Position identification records

·····

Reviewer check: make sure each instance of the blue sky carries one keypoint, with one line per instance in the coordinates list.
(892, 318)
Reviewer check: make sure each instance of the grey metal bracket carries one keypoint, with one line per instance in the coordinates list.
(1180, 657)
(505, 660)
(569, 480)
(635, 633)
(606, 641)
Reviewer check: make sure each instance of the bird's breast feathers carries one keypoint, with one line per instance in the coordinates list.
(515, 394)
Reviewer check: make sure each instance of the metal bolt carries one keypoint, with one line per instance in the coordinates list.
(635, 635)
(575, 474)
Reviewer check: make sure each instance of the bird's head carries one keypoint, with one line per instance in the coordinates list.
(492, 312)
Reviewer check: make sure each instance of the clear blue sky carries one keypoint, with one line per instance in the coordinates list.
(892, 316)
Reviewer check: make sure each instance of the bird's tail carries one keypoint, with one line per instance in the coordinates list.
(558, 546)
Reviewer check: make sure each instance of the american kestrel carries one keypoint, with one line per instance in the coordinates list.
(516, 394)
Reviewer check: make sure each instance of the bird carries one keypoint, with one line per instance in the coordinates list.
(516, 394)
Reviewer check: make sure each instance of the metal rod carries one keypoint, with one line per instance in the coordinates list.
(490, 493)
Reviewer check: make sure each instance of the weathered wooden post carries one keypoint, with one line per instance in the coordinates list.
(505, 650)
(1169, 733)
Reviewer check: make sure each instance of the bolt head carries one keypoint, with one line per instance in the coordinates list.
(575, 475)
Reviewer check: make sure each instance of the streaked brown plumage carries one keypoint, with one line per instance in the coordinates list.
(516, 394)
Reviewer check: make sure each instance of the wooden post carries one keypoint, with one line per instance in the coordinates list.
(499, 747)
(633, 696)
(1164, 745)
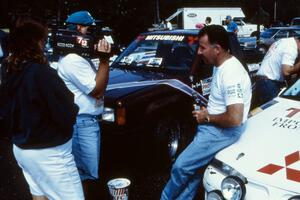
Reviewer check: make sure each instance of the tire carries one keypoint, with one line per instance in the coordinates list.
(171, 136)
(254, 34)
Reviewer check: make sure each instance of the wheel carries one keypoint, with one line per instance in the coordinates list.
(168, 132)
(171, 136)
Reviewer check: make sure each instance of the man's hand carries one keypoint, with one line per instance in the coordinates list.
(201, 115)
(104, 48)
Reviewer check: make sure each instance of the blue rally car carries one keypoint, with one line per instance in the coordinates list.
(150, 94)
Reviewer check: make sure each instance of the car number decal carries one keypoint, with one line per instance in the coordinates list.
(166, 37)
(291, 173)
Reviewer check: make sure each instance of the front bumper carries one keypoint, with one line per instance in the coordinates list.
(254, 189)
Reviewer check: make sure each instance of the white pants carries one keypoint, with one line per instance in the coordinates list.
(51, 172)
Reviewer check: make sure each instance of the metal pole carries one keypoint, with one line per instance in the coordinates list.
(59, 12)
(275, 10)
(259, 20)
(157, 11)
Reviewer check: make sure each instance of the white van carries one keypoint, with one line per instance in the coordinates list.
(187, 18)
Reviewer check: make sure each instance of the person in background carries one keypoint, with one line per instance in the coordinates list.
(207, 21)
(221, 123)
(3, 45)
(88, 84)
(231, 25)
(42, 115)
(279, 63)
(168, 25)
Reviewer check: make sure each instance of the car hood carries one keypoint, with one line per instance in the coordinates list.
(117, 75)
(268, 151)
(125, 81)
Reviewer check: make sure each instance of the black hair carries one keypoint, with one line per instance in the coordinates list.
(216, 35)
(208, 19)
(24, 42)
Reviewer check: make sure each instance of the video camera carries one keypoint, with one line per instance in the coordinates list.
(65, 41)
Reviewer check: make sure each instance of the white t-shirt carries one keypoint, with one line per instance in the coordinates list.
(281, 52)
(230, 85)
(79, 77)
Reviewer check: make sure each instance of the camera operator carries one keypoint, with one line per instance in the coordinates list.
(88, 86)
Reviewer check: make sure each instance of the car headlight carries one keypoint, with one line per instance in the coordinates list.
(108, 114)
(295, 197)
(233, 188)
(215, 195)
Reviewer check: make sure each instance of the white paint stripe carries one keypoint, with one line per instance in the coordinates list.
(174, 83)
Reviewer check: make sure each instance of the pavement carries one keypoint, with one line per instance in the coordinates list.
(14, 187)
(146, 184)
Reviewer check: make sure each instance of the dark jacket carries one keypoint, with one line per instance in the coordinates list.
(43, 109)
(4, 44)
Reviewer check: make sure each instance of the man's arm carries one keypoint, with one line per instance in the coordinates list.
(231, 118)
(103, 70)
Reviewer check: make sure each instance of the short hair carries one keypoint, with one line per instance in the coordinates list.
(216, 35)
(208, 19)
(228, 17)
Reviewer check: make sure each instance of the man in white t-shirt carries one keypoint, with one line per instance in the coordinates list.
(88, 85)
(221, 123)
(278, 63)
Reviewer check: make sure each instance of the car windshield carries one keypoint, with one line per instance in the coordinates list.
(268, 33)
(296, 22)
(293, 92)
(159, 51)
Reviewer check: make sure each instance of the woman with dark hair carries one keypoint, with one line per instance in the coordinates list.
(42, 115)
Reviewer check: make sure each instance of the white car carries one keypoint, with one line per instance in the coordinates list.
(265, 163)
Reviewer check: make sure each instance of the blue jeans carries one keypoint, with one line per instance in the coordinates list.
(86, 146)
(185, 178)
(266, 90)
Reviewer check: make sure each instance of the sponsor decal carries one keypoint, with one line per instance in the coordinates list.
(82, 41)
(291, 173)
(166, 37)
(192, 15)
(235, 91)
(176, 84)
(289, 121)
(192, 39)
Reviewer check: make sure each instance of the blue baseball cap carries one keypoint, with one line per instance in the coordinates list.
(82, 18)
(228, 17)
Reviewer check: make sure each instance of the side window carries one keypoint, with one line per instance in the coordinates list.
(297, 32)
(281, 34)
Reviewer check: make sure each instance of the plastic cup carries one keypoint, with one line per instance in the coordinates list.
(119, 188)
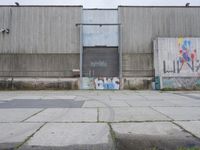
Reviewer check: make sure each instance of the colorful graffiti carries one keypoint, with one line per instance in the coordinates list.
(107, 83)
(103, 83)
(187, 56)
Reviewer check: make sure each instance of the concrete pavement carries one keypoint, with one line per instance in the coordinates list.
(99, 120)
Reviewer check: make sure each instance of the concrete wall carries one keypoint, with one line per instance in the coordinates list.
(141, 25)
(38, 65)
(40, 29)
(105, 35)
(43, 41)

·····

__PROBLEM__: Edit all the items above so that each "Reviewer check" becomes "Annotator check", with every other word left as it is. Omit the pictures from your answer.

__TASK RESPONSE__:
Annotator check: make sure each instance of the blue sky carries one keypoint, with one line per instance in the coordinates list.
(892, 318)
Annotator check: make sure each instance of the grey metal bracket carries one keypoint, with one line per instance in the coordinates list.
(1180, 657)
(505, 660)
(569, 480)
(635, 633)
(606, 641)
Annotator check: make sure each instance of the bird's breast feathers carries one keypoint, with one line per instance in the coordinates list.
(515, 394)
Annotator check: make sure each instance of the metal bolt carries one keypoint, with one line per instance in the coordinates list.
(635, 635)
(575, 474)
Annotator check: make sure each instance of the bird's head carries one keypoint, with one line per instance in the coordinates list.
(492, 312)
Annotator check: make sure each instance of the clear blue sky carries one keypoint, with one line per instance in the coordinates list.
(892, 316)
Annotator check: make sure each instance of the bird's tail carries one keypoint, with one line per instance in the coordinates list.
(558, 546)
Annotator check: make sure each instance of the american kestrel carries one keypoint, with one line per instance in the coordinates list.
(516, 394)
Annotator check: make sure each instance of the bird carries one keypoint, with one line per instance in the coordinates list.
(516, 394)
Annotator check: make sure each instance of the metal rod carries one keypoint, with one line per instance in the coordinates list.
(490, 493)
Annotator check: make sure each instance of the weathered wooden post carries one keypoint, with one line per instance in the coordinates list.
(505, 650)
(1169, 733)
Annotator check: make sure each instance of the bolt head carries one keypoint, with one line per instance in the coordinates list.
(575, 475)
Annotator check: make sure each instance of the streaked brown plumage carries one keypoint, with one line per instance in the coordinates list.
(516, 394)
Annotator check: make sure each instance of the wooden post carries one keypoint, with one line per instance in the coordinates list.
(499, 747)
(633, 696)
(1164, 745)
Annotator check: make sure each instance of the tire carries one keypoint, with one line per instance in the coordinates list.
(171, 136)
(254, 34)
Annotator check: make sure each instance of the wheel carries one keypoint, with one line per instance in the coordinates list.
(168, 132)
(171, 136)
Annotator check: make sure each instance of the man's hand carries one keypoint, with one line per instance in the coordinates list.
(201, 115)
(104, 48)
Annotator check: make sure each instance of the blue rally car carries one keypoint, with one line per instance in the coordinates list.
(150, 94)
Annotator check: make sure each instance of the car number decal carries one keypoint, with one line per instance in the coordinates list.
(166, 37)
(291, 173)
Annotator check: make sure each instance of the front bumper carries one keypoint, with one line per instance in the coordinates list.
(254, 189)
Annotator check: make sure each instance of the white pants carries one keypoint, with one line per instance in the coordinates list.
(51, 172)
Annotator check: make sure each instance of the metal pole carries one keypoint, with one line per instance in the coordinates list.
(59, 12)
(275, 10)
(259, 20)
(157, 11)
Annotator check: make sure each instance of the white van carries one keypoint, with one line per instance in the coordinates list.
(187, 18)
Annotator check: make sure each instance of the person in background carries one keypoint, with one line per instance in the coordinates list.
(207, 21)
(221, 123)
(3, 45)
(88, 84)
(231, 25)
(42, 115)
(279, 63)
(168, 25)
Annotator check: make sure each instance of the car hood carries one keypoint, with one line per instance in the coordinates list.
(117, 75)
(268, 151)
(125, 81)
Annotator check: make sure each instance of the black hair carries one keypoint, with one line per instance in the coordinates list.
(216, 35)
(208, 19)
(24, 42)
Annotator check: make sure each instance of the video camera carries one keypoint, with one line per instance in the coordinates list.
(65, 41)
Annotator check: make sure each instance of the white t-shirt carries one keypoint, with one line per instance in the coordinates list.
(281, 52)
(230, 85)
(79, 77)
Annotator check: make sure each instance of the camera operator carries one keypoint, with one line per instance in the coordinates list.
(88, 86)
Annotator check: make sure each instance of the car headlight carries one keypoint, with one line per instance in the coordinates list.
(108, 114)
(295, 197)
(233, 188)
(215, 195)
Annotator check: make sure each instance of the white paint stripe carries one keypoint, with one line per instance in the coordinates list.
(174, 83)
Annotator check: make sure each instance of the pavement carries one keypoint, with one line per instance in the coordinates list.
(14, 187)
(146, 184)
Annotator check: make sure each instance of the dark jacket carries one keypoint, with one line per instance in the coordinates list.
(43, 109)
(4, 44)
Annotator check: make sure each instance of the man's arm carries one keypoint, with one line per instance in the coordinates list.
(231, 118)
(103, 70)
Annotator check: make sure each instance of the short hair carries one keypoint, with one line per instance in the coordinates list.
(216, 35)
(208, 19)
(228, 17)
Annotator check: make sure each instance of the man in white t-shirt carries one keypoint, with one line per instance in the coordinates list.
(88, 85)
(221, 123)
(278, 63)
Annotator check: make sure each instance of the car windshield carries one keypoint, with one line per instance in the coordinates list.
(268, 33)
(296, 22)
(293, 92)
(159, 51)
Annotator check: make sure each instance of the woman with dark hair carries one keypoint, with one line per instance in the coordinates list.
(42, 115)
Annotator check: make sure each instance of the white car carries one keypoint, with one line per instance in the coordinates list.
(265, 163)
Annotator check: make sure each instance of the blue jeans carries one keypoint, with one line per instance in the coordinates list.
(86, 146)
(185, 178)
(266, 90)
Annotator check: make sure each instance of the sponsor decal carries one keypoint, with one line per instance in the coordinates list.
(82, 41)
(291, 173)
(166, 37)
(192, 15)
(235, 91)
(176, 84)
(289, 121)
(192, 39)
Annotator check: make sure each instance of the blue baseball cap carries one keypoint, with one line per instance in the coordinates list.
(82, 18)
(228, 17)
Annotator check: make sure each instance of the side window carries one keypoint, with one line per instance in the coordinates list.
(297, 32)
(281, 34)
Annotator check: make sure each instance of the plastic cup carries one keypoint, with one line per instance in the coordinates list.
(119, 188)
Annotator check: make sure each instance of the colorful graffiti carries one keypoint, with one line per instance in the coordinates list.
(107, 83)
(103, 83)
(187, 56)
Annotator check: make sure each instance of the concrete pavement carries one keypoint, with one line per instance in the coordinates list.
(99, 120)
Annotator check: make sure each instance of the concrete wall carries one keypoint, with one line per instance in the coordinates list.
(141, 25)
(38, 65)
(40, 29)
(105, 35)
(43, 41)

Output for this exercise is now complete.